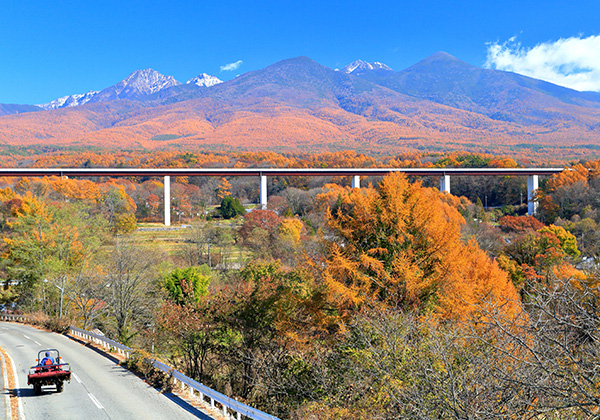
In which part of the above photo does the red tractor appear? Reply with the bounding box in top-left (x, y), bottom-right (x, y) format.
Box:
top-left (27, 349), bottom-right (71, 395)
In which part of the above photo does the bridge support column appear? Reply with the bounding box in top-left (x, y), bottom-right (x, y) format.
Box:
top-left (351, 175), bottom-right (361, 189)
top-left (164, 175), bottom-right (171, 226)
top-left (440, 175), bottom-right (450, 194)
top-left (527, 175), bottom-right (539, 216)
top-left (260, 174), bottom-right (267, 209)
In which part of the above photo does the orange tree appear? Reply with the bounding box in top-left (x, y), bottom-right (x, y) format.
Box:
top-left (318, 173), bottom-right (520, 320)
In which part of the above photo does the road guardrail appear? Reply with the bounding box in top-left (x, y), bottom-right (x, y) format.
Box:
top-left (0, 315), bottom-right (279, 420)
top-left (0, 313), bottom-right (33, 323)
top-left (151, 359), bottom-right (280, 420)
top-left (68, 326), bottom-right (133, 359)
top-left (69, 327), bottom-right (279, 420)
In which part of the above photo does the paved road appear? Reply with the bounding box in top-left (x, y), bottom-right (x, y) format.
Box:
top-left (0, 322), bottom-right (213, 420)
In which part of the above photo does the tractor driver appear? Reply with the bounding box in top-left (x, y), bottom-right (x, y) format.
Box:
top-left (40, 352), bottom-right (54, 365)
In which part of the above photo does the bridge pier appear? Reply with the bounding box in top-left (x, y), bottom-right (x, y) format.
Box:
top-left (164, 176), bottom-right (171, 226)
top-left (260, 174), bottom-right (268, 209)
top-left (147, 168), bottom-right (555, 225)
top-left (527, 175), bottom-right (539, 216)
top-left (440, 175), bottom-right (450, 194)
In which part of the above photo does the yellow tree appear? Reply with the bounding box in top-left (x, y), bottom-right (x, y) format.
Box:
■ ■ ■ ■
— Task prompt —
Write out exactly the lines of the material above, starting with the first and finishing with the line that contains "In which part of the above photo does the bridge support", without pictures.

— Answer to this problem —
In which part of the above photo does the red tractor appear? Reply with the bounding box in top-left (x, y), bottom-right (x, y) format.
Box:
top-left (27, 349), bottom-right (71, 395)
In which part of the above photo does the bridge support column appear? Reply with the bounding box in top-left (x, y), bottom-right (x, y) format.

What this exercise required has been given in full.